_Exercise directions_
Rewrite the lines below as a Markdown table with the columns Row and Line, numbering each row and skipping any blank lines.

— begin Data entries —

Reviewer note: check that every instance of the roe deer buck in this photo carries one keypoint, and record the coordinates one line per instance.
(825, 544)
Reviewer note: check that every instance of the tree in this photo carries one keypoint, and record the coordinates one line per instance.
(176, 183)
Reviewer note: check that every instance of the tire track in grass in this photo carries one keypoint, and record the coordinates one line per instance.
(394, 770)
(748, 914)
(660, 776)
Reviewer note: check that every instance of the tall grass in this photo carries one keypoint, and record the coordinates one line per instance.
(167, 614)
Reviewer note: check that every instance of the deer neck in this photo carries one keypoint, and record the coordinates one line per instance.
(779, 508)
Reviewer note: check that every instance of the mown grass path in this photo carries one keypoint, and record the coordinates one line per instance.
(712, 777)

— end Data entries —

_Written response_
| Row | Line |
|---|---|
| 1 | Reviewer note: check that every instance of the roe deer buck in this photo carries one keypoint, and record the coordinates one line per instance. |
| 2 | (825, 544) |
| 3 | Reviewer note: check that every instance of the tree in this photo carries one keypoint, and record the coordinates one line per instance. |
| 4 | (176, 183) |
| 5 | Reviewer note: check that every instance of the tire track in grass in this photo carries one keypoint, and record the coordinates one line per instance. |
| 6 | (394, 770) |
| 7 | (748, 914) |
| 8 | (660, 776) |
| 9 | Reviewer note: check that every instance of the tall grass in this photo carries one keypoint, and record the coordinates one line per instance. |
| 10 | (167, 614) |
| 11 | Reviewer note: check that every instance of the deer neck in this photo carries one keypoint, and record the coordinates one line per instance. |
| 12 | (779, 508) |
| 13 | Reviewer note: check that every instance of the mown grass path in this photo carries one keypoint, and record the coordinates one line per instance. |
| 14 | (712, 777) |